Argyle butcher wants to bring her artisan craft directly to southwestern Wisconsin farmers
As a butcher, Heather Oppor can’t control how everyone feels about eating meat. But she has turned her mind, energy and work toward what she can control.
"There (are) a lot of new techniques and practices that are coming about," she said. "And it’s all in effort to make sure that these animals are comfortable, healthy and (treated) humanely."
Oppor stresses the importance of being mindful, caring and compassionate in this field. It’s worth considering the entire process that brings an animal’s meat to the table — from being raised to being harvested.
As an artisan butcher, more specifically, she said it has been hard to watch small towns see their butchers go out of business.
Yes, it can be more convenient and cheaper to shop at a larger grocery store, but she said paying more gets more. Smaller, local butchers are often paying farmers more fair prices for the animals they provide, she said. The labor is done by hand, not by machine.
"I do think it's really important that we maintain that relationship between local farms and butchers," she said recently on WPR’s "The Morning Show."

### Set task A
Edit the listing from the line containing "bush with a single point per instance." through the end of the listing, replacing "low shrub" with "small shrub" and leaving everything else unchanged.
The article and the listing come from unrelated sources.

[Items drawn from a data source]
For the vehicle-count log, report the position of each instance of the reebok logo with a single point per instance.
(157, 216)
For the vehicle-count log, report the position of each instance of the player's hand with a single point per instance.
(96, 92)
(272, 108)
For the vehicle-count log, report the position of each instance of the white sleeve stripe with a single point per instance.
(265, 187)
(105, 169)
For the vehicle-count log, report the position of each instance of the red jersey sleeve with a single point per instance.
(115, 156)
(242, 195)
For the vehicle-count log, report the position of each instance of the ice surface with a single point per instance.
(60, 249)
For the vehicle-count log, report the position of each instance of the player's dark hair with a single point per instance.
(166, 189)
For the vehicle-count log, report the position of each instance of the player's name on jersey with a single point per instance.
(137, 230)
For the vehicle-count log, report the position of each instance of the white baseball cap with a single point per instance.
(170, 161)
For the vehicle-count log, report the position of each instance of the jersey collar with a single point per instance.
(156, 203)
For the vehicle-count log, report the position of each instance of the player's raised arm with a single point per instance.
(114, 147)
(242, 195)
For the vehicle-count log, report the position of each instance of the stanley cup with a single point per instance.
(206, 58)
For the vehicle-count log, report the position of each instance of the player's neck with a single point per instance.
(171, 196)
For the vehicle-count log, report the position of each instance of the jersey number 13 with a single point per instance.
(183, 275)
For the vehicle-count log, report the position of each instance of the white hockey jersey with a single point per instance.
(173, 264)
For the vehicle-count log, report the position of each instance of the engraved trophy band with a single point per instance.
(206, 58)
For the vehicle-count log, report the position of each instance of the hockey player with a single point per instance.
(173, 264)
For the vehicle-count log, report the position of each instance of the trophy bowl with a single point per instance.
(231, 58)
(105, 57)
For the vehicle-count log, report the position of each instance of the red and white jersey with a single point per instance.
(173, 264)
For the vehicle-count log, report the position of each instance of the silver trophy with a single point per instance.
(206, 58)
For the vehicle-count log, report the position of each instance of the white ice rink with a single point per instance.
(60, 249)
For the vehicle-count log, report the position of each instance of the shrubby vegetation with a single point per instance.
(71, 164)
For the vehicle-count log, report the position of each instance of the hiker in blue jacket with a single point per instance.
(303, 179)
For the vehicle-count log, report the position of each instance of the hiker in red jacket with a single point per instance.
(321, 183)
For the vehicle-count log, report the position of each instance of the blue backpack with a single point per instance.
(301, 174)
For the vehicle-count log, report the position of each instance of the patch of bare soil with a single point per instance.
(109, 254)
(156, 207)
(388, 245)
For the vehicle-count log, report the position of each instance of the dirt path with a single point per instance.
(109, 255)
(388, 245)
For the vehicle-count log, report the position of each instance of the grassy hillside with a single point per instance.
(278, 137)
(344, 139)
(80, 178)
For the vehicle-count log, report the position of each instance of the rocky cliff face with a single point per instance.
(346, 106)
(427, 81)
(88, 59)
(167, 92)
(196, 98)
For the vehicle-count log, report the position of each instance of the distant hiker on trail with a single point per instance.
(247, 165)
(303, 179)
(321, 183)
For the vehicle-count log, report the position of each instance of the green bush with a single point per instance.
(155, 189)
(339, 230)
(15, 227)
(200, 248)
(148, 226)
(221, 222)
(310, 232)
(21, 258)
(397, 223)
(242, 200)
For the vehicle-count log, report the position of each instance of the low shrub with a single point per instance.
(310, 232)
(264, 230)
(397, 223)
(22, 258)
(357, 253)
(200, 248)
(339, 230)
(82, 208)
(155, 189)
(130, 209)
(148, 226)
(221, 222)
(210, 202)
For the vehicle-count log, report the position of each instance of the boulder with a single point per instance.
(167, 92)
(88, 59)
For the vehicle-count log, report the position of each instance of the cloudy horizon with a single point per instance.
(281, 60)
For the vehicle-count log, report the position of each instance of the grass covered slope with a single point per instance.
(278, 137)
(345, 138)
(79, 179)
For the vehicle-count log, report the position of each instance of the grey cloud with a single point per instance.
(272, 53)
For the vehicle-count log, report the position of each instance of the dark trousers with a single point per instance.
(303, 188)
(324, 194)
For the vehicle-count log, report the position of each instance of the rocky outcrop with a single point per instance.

### Set task B
Copy the article about the Argyle butcher word for word from "Oppor stresses the" to "out of business.".

### Task solution A
For the vehicle-count log, report the position of each instance of the green bush with a single point per instance.
(155, 189)
(339, 230)
(15, 227)
(200, 248)
(148, 226)
(221, 222)
(310, 232)
(21, 258)
(397, 223)
(242, 200)
For the vehicle-count log, report the position of each instance of the small shrub with a single point per instance.
(310, 232)
(264, 230)
(397, 223)
(22, 258)
(357, 253)
(200, 248)
(339, 230)
(82, 208)
(155, 189)
(130, 209)
(148, 226)
(221, 222)
(210, 202)
For the vehicle-count log, report the position of each instance of the boulder with a single point per instance.
(167, 92)
(88, 59)
For the vehicle-count log, report the position of each instance of the cloudy horizon with a single point per instance.
(281, 60)
For the vehicle-count log, report the position of each instance of the grass covered slope with a single point per instance.
(278, 137)
(345, 138)
(79, 179)
For the vehicle-count log, report the position of each instance of the grey cloud with a single point per instance.
(272, 53)
For the vehicle-count log, report the position of each instance of the dark trousers with a single point per instance.
(303, 188)
(324, 194)
For the vehicle-count log, report the position of each instance of the rocky outcrop with a single point per instance.

### Task solution B
Oppor stresses the importance of being mindful, caring and compassionate in this field. It’s worth considering the entire process that brings an animal’s meat to the table — from being raised to being harvested.
As an artisan butcher, more specifically, she said it has been hard to watch small towns see their butchers go out of business.